Goal:
Reproduce the forum post on parenting fatigue verbatim, everything from "My lo is nearly" down to "breeze now !".

My feed
Premium

Please
or
to access all these features

For free parenting resources please check out the Early Years Alliance's Family Corner.

Parenting

I'm exhausted - does it get any easier????????

9 replies

Reesie · 20/08/2007 20:22

My lo is nearly 8 months old and I must admit I'm shattered. I think I'm just having a bad day today - but I'm so tired, my body aches all over. I haven't had a nights sleep since my lo was born. I'm still BF and she now only wakes once at approx 3am - 4am - but is not very good at gettig back to sleep after that....

I honestly don't know how people with more than one child does it. How do you????? I don't think I'm a wimp - before I had a baby I had a really demanding job and renovated property in my spare time, I was just go, go, go.. I was also training for a marathon pre-pregnancy. I was always mellow... All that seems a breeze now !

My back aches, my shoulders ache, I've a headache and I'm having trouble keeping my eyes open.....! I'm not depressed - I'm just finding it SUCH hard work. Just managing to get the washing and cooking done whilst looking after my lo. How do you yummy mummies manage getting your make-up and hair done???????? God knows where my make-up bag is these days.....

I know I've had problems with my lo sleeping since birth. Up until last month she was waking every 2 hours at night and naps barely last 30 mins each time.

So - please tell me of your stories that things do get easier!!! Or any top tips to make things easier!

Raw data:
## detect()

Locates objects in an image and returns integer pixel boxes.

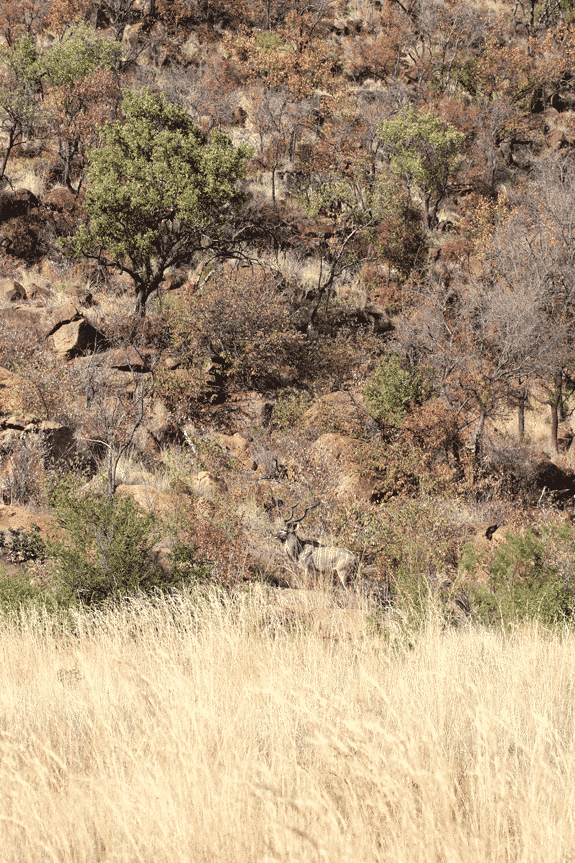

Result:
My lo is nearly 8 months old and I must admit I'm shattered. I think I'm just having a bad day today - but I'm so tired, my body aches all over. I haven't had a nights sleep since my lo was born. I'm still BF and she now only wakes once at approx 3am - 4am - but is not very good at gettig back to sleep after that....

I honestly don't know how people with more than one child does it. How do you????? I don't think I'm a wimp - before I had a baby I had a really demanding job and renovated property in my spare time, I was just go, go, go.. I was also training for a marathon pre-pregnancy. I was always mellow... All that seems a breeze now !